Task prompt:
Among the lines below, take the one holding "</instance>", the one holding "218L319 270L234 373L256", and all lines between them. Set them down exactly.

Available records:
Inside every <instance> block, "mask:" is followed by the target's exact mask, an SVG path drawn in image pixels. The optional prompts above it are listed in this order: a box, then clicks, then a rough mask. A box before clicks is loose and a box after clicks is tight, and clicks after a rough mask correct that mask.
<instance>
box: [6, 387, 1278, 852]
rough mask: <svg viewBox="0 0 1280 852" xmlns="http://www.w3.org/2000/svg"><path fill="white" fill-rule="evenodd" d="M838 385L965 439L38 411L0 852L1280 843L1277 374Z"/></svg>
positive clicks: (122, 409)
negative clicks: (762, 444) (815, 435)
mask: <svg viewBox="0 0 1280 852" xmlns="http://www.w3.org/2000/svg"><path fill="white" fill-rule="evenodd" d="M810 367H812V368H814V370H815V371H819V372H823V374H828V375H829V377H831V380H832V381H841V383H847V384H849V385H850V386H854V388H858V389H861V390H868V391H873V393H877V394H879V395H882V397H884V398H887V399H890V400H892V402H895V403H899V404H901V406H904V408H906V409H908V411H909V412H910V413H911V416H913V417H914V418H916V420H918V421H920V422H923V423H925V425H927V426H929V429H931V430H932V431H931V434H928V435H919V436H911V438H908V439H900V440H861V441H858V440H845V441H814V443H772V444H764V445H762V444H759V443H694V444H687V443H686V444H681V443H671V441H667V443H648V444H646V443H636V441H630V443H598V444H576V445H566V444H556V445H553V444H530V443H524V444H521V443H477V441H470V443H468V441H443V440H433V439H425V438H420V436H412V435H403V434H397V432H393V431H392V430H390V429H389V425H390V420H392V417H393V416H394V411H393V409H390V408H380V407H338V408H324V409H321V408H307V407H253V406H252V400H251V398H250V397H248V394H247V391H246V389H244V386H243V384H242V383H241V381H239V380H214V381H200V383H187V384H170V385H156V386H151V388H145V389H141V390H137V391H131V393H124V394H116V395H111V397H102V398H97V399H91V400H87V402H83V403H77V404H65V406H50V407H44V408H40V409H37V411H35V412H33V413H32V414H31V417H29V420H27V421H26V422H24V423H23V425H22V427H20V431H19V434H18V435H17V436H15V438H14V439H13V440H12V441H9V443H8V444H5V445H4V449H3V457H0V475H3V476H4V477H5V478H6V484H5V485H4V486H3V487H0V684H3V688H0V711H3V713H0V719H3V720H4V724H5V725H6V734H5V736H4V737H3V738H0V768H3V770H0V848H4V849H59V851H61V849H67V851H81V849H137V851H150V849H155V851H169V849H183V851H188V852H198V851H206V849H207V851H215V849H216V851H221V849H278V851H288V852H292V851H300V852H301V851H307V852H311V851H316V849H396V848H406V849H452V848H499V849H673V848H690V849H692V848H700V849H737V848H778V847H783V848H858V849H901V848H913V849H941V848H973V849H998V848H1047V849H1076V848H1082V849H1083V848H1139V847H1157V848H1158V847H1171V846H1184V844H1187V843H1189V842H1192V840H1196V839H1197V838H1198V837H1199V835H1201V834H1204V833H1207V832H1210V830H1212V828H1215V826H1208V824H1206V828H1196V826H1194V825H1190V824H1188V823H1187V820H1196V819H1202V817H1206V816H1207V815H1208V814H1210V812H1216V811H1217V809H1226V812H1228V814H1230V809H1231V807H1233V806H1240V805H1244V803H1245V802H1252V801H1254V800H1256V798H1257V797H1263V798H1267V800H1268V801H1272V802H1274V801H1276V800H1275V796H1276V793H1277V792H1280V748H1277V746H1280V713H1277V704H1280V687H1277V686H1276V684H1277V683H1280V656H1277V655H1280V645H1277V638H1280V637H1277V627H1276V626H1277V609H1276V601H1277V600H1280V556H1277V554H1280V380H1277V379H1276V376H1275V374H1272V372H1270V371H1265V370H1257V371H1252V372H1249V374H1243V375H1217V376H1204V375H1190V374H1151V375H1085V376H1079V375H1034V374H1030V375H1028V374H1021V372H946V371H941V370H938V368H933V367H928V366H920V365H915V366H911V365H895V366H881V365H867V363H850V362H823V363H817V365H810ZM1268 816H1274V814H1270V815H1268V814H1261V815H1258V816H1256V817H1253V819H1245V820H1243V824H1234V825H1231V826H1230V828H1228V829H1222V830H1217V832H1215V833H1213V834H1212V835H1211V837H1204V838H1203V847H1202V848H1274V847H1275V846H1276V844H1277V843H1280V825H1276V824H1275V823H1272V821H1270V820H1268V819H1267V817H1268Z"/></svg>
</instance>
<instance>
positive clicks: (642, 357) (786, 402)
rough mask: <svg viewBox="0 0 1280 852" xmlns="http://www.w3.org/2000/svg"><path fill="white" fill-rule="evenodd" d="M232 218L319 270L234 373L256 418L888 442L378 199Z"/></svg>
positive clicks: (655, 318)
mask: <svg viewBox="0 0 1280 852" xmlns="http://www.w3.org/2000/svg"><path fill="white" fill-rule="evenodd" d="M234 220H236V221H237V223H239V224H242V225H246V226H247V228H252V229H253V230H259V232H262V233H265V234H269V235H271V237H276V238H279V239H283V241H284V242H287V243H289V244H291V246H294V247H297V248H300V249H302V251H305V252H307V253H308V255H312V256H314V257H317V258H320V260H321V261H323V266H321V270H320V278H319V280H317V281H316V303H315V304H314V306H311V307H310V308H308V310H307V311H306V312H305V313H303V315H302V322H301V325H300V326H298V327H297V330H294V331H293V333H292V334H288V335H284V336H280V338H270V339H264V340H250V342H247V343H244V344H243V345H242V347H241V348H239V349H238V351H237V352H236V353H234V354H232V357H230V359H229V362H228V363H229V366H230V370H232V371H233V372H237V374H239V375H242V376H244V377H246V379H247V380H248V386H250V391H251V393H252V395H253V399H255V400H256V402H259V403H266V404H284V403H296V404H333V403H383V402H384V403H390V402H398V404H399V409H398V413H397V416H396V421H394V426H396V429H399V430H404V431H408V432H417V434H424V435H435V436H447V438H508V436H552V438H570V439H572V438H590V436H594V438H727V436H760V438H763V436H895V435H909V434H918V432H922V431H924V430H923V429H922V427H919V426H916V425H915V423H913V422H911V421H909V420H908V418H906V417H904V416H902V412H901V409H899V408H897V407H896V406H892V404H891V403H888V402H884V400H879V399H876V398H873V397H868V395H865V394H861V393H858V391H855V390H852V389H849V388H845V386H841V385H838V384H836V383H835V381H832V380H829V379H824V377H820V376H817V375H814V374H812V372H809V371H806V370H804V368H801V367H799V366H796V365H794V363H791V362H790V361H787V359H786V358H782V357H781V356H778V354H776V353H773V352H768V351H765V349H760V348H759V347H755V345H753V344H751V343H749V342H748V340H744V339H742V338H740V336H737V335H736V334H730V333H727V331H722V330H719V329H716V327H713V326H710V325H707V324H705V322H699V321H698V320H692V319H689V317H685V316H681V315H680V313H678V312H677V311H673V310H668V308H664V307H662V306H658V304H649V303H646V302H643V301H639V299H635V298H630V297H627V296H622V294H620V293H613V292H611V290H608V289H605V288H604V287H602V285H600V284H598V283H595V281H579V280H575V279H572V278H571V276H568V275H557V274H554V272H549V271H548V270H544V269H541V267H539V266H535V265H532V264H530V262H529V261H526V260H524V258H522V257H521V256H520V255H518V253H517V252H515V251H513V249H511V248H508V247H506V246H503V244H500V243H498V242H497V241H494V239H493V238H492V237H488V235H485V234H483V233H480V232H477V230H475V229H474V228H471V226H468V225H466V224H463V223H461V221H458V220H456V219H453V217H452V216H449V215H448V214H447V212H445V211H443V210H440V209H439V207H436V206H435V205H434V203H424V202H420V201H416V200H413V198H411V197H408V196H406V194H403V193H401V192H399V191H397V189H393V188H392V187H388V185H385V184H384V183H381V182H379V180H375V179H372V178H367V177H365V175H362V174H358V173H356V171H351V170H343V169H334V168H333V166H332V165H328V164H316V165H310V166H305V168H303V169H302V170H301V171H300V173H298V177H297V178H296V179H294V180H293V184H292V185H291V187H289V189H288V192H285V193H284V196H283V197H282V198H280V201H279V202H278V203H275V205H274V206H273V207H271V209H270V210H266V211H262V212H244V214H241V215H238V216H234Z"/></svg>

Task result:
</instance>
<instance>
positive clicks: (642, 357) (786, 402)
rough mask: <svg viewBox="0 0 1280 852" xmlns="http://www.w3.org/2000/svg"><path fill="white" fill-rule="evenodd" d="M232 218L319 270L234 373L256 418L888 442L378 199Z"/></svg>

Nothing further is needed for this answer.